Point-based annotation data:
____
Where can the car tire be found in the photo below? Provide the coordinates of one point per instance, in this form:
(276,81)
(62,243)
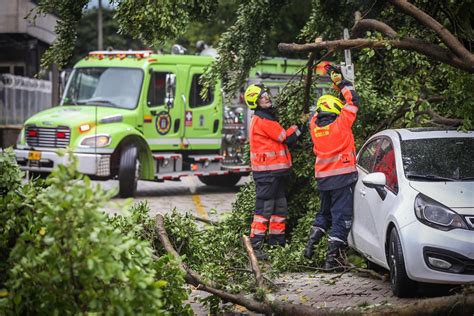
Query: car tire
(128,172)
(400,283)
(227,180)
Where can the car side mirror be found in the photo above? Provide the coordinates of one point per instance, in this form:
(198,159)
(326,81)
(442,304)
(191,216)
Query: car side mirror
(377,181)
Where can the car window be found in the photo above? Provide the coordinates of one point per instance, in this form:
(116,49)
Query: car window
(156,89)
(385,162)
(438,159)
(366,157)
(195,98)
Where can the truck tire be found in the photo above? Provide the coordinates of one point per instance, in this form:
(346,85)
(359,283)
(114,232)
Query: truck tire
(227,180)
(128,172)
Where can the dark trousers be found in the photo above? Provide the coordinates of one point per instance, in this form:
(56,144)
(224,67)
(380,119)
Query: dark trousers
(337,207)
(271,211)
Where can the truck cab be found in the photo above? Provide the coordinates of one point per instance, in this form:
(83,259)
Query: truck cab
(135,115)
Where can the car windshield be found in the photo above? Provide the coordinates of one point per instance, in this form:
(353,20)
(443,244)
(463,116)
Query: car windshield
(438,159)
(114,87)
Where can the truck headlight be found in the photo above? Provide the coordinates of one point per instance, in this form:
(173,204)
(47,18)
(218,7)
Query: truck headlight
(96,141)
(436,215)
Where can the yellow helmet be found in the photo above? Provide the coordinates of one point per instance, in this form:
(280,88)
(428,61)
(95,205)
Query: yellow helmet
(329,104)
(253,93)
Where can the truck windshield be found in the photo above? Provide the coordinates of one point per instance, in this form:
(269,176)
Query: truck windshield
(438,159)
(116,87)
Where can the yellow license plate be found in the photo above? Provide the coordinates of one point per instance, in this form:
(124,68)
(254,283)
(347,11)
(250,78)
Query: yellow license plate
(34,155)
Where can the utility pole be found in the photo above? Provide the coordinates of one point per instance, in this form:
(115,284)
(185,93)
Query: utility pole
(100,40)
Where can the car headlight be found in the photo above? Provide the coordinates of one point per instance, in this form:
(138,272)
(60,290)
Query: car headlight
(96,141)
(436,215)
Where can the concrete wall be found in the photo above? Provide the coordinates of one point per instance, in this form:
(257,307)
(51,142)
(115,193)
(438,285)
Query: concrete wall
(12,20)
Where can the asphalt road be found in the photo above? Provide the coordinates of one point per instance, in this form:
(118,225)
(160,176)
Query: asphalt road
(187,195)
(313,289)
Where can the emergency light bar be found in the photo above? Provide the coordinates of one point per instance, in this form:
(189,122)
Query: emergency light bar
(121,54)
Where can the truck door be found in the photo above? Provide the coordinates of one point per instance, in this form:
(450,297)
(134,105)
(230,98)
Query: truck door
(202,116)
(163,113)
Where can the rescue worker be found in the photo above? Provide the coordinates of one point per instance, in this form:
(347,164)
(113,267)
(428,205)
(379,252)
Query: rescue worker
(271,166)
(335,167)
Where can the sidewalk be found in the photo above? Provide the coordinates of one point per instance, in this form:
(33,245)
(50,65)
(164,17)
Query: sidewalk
(323,290)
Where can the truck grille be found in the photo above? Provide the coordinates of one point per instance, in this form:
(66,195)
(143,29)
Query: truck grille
(54,137)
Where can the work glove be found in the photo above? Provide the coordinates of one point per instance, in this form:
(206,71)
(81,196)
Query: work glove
(302,127)
(335,74)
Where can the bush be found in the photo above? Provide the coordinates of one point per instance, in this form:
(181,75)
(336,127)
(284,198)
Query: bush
(66,258)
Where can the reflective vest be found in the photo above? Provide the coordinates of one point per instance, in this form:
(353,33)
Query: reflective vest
(334,145)
(267,150)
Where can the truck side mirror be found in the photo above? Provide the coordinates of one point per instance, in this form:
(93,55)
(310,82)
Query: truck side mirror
(170,89)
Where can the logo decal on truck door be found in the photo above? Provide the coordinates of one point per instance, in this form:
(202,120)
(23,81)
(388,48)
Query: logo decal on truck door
(163,123)
(188,118)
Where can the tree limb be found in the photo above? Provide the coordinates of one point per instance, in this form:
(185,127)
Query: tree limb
(369,24)
(438,119)
(463,303)
(253,262)
(433,51)
(446,36)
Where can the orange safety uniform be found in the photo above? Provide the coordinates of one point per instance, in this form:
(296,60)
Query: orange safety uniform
(267,150)
(271,164)
(334,145)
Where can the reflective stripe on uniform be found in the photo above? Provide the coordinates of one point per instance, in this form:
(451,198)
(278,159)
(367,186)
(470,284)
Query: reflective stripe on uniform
(351,108)
(282,136)
(272,167)
(270,153)
(277,225)
(321,161)
(259,226)
(334,172)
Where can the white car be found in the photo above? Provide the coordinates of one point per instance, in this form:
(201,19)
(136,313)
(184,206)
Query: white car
(414,206)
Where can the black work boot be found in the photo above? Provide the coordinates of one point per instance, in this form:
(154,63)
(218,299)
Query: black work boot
(315,236)
(258,250)
(333,257)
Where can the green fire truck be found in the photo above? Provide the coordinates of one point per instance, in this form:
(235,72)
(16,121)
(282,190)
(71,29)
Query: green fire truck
(132,115)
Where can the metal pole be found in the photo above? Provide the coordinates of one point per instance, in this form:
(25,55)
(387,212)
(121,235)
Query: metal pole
(100,40)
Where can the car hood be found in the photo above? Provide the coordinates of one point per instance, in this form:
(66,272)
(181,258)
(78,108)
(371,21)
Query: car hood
(451,194)
(74,115)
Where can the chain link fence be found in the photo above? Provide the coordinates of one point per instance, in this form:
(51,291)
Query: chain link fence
(21,97)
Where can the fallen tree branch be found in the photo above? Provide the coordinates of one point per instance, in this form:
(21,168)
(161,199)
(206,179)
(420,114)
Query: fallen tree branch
(206,220)
(369,24)
(253,262)
(267,308)
(461,303)
(432,51)
(446,36)
(438,119)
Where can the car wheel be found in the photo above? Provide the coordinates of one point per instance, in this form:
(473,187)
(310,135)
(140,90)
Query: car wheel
(400,283)
(228,180)
(129,172)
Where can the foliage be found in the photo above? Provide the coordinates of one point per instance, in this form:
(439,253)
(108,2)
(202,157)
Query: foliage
(57,239)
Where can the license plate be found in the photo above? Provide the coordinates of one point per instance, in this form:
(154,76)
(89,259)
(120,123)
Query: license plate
(34,155)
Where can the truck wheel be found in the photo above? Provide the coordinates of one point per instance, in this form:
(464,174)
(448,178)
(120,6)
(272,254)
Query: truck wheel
(400,283)
(227,180)
(129,171)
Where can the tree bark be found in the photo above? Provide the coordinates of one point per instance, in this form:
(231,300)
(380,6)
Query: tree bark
(455,55)
(432,51)
(446,36)
(253,262)
(461,303)
(370,24)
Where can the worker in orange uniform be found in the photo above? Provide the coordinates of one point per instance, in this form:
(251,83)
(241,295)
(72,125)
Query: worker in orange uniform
(335,167)
(271,166)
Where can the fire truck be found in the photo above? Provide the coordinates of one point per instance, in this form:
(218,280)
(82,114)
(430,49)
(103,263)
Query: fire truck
(131,115)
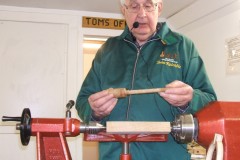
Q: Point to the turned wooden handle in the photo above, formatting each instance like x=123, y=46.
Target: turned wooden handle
x=122, y=92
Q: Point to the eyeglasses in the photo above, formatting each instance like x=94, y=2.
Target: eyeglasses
x=135, y=7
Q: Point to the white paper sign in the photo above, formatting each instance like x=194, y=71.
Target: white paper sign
x=233, y=55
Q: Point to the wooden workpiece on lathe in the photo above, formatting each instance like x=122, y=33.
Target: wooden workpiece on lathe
x=122, y=92
x=137, y=127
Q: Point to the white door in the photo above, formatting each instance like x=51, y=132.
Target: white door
x=35, y=73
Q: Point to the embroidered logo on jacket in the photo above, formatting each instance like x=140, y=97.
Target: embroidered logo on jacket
x=169, y=60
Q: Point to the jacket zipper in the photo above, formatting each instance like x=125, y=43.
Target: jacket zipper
x=134, y=71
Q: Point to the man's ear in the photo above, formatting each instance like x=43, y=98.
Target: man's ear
x=160, y=5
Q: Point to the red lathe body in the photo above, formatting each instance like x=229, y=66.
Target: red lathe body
x=217, y=117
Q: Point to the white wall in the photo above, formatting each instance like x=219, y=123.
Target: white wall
x=209, y=30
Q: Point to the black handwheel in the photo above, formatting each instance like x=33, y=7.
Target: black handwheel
x=24, y=126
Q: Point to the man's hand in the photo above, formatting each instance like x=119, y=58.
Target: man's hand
x=102, y=103
x=178, y=94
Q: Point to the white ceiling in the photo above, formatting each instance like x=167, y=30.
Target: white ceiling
x=171, y=7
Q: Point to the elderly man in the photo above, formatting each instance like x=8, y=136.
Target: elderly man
x=146, y=55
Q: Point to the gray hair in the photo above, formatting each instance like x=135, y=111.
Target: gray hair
x=123, y=1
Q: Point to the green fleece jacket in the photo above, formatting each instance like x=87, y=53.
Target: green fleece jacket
x=121, y=63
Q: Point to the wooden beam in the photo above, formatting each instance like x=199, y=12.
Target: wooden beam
x=138, y=127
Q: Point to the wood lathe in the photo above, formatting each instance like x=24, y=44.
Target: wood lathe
x=218, y=117
x=123, y=92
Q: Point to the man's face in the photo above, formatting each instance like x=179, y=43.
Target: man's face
x=147, y=20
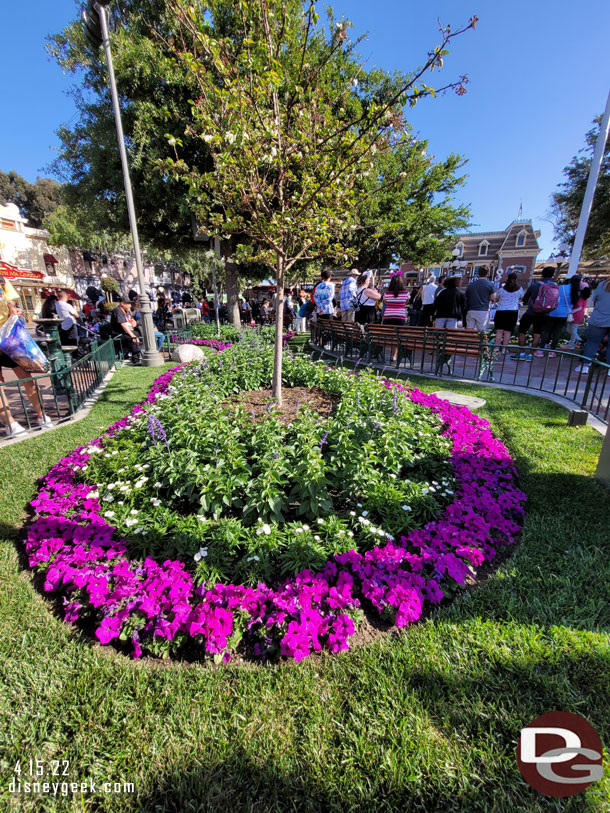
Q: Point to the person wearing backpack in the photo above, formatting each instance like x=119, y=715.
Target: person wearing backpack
x=541, y=298
x=556, y=320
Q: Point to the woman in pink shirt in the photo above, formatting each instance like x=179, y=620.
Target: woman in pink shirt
x=395, y=302
x=579, y=294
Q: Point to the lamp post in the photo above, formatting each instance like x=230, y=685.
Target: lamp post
x=96, y=32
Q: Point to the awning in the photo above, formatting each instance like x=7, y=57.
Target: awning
x=19, y=274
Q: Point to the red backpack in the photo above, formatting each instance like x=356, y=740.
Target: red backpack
x=547, y=298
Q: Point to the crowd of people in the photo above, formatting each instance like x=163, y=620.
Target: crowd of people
x=547, y=307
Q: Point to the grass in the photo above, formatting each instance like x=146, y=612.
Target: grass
x=424, y=720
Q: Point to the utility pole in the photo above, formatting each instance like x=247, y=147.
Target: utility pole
x=96, y=32
x=585, y=211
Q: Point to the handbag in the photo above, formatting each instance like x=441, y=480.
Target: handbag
x=18, y=345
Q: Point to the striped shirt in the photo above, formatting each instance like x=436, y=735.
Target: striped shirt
x=395, y=306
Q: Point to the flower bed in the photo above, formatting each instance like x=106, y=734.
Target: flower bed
x=91, y=544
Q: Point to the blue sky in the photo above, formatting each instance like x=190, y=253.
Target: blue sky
x=538, y=74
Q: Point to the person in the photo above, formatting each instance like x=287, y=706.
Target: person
x=347, y=293
x=599, y=327
x=450, y=304
x=266, y=312
x=507, y=310
x=12, y=428
x=395, y=301
x=427, y=298
x=323, y=296
x=579, y=294
x=137, y=324
x=556, y=320
x=68, y=332
x=49, y=308
x=288, y=309
x=479, y=294
x=121, y=327
x=532, y=318
x=367, y=297
x=415, y=306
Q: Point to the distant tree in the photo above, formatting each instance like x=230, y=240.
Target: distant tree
x=35, y=201
x=292, y=137
x=567, y=202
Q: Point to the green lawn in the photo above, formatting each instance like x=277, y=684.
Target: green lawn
x=423, y=720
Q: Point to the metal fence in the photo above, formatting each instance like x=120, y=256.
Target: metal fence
x=439, y=354
x=60, y=393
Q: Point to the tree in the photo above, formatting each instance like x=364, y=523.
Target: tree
x=35, y=201
x=567, y=202
x=413, y=220
x=291, y=135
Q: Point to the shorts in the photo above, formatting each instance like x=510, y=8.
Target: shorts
x=536, y=321
x=506, y=320
x=7, y=361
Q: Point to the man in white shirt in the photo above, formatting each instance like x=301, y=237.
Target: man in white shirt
x=427, y=299
x=68, y=332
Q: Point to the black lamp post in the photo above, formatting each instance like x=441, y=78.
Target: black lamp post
x=96, y=32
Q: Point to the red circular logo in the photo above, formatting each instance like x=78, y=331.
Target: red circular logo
x=560, y=754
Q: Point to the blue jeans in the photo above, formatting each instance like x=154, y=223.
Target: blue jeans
x=595, y=336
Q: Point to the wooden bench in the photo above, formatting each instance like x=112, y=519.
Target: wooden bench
x=443, y=343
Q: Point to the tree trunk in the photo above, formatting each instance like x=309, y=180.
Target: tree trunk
x=232, y=294
x=279, y=331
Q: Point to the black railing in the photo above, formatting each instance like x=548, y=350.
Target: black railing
x=444, y=353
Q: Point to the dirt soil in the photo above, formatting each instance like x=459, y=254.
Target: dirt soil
x=259, y=402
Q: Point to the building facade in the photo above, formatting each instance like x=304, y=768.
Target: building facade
x=34, y=268
x=514, y=249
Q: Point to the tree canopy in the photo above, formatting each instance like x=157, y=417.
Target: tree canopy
x=567, y=201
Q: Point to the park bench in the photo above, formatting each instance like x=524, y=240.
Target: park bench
x=443, y=344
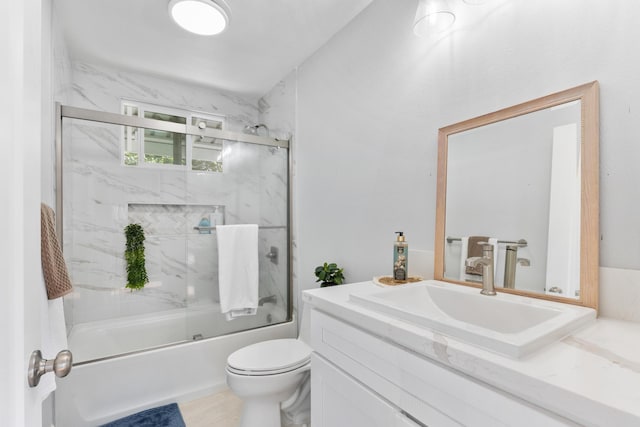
____
= Given problem =
Collect each line of the material above that contains the string "dirt" and copy it in full.

= The response =
Q: Point to the dirt soil in the photo above, formatting each instance like x=459, y=254.
Target: dirt soil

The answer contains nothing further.